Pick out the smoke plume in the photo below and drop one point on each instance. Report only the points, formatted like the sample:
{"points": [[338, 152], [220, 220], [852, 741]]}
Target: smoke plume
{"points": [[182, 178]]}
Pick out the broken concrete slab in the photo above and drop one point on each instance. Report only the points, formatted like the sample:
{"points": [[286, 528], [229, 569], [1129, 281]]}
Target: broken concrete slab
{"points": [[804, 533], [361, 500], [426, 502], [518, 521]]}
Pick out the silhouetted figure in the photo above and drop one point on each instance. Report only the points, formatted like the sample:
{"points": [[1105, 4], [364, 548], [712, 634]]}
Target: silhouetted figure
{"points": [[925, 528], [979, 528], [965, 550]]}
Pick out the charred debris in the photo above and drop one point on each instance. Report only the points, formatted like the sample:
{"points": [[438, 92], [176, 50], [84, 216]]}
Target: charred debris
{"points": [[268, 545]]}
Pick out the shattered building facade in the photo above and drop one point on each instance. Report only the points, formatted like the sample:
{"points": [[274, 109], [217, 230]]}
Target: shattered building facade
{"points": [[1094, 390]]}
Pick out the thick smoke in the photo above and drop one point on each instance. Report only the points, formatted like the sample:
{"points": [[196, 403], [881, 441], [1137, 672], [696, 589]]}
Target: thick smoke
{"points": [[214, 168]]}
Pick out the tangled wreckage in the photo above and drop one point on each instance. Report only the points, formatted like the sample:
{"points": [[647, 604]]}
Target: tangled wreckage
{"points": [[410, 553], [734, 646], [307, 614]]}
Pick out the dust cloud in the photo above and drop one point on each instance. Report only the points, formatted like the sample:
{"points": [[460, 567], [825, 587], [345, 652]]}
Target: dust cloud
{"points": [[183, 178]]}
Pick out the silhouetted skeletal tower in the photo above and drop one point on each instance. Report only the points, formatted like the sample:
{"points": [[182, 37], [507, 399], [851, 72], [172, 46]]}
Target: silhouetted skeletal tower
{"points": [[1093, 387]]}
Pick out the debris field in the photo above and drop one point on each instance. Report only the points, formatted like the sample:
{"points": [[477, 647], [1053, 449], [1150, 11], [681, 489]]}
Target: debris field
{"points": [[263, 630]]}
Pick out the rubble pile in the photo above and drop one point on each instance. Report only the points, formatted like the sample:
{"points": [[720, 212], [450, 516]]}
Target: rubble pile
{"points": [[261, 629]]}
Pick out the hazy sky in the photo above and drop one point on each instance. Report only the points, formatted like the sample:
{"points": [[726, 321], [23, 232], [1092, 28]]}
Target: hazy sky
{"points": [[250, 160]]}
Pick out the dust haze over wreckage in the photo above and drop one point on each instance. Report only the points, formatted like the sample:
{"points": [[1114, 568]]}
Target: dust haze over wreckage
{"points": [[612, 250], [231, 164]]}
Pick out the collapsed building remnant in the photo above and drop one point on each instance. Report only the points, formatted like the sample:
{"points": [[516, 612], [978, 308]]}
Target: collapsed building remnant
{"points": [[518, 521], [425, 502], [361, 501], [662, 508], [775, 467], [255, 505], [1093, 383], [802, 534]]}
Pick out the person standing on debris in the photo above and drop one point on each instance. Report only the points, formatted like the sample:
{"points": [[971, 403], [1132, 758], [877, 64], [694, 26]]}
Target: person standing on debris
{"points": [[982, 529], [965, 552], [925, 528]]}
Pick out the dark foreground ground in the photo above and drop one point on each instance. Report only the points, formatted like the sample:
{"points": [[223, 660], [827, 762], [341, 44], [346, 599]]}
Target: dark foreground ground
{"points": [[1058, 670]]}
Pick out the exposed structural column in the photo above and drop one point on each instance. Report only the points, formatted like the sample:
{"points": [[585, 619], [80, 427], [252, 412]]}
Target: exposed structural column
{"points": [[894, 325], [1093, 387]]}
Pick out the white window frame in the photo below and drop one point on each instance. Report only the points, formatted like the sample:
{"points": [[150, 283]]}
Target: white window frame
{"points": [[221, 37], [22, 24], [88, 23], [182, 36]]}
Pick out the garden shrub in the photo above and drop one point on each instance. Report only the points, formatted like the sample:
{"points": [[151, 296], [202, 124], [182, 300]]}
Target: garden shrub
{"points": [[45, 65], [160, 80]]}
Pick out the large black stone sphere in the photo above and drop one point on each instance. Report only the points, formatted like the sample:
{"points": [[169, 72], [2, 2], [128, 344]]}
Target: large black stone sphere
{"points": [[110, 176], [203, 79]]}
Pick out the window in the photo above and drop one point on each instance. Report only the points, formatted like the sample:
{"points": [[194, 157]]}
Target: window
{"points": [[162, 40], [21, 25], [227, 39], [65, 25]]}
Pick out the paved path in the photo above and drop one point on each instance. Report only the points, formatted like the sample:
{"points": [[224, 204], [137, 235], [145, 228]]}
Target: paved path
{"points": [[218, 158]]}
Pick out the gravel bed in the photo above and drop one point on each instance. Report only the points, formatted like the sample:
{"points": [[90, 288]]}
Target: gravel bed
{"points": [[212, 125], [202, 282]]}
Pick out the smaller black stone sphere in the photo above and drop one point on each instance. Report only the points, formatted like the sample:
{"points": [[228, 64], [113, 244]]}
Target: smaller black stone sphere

● ● ● ● ●

EXERCISE AIM: Every line in the data above that contains the word "smaller" counts; report how many there are and nothing more.

ANSWER TO THE EXERCISE: 2